• [Stated task]: Please write out every entry below word for word, leaving out the pictures.

— Start —

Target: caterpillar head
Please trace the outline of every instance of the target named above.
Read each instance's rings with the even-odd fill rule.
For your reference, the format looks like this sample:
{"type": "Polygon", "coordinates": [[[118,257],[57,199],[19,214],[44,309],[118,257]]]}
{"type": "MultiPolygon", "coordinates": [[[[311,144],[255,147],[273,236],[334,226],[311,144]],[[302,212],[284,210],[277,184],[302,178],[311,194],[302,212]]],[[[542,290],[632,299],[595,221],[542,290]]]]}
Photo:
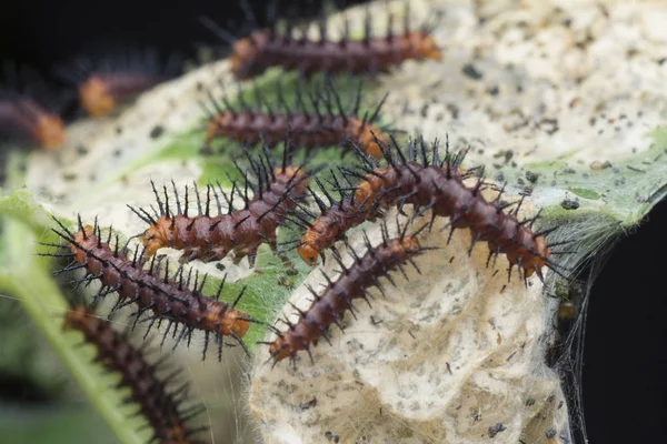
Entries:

— End —

• [Output for this task]:
Target: caterpillar head
Please trace the outline of every instance of the target named above.
Read each instance's rings with the even-odd fill rule.
For your reference, the format looks like this sample:
{"type": "Polygon", "coordinates": [[[118,257],[57,199],[19,214],[44,309],[118,257]]]}
{"type": "MultiPolygon", "coordinates": [[[[311,144],[255,147],[273,236],[334,226],[311,144]],[[302,212],[284,210],[277,184],[302,178],[311,194],[302,212]]],[[[542,290],[632,299],[595,221],[542,290]]]]}
Photo:
Entries:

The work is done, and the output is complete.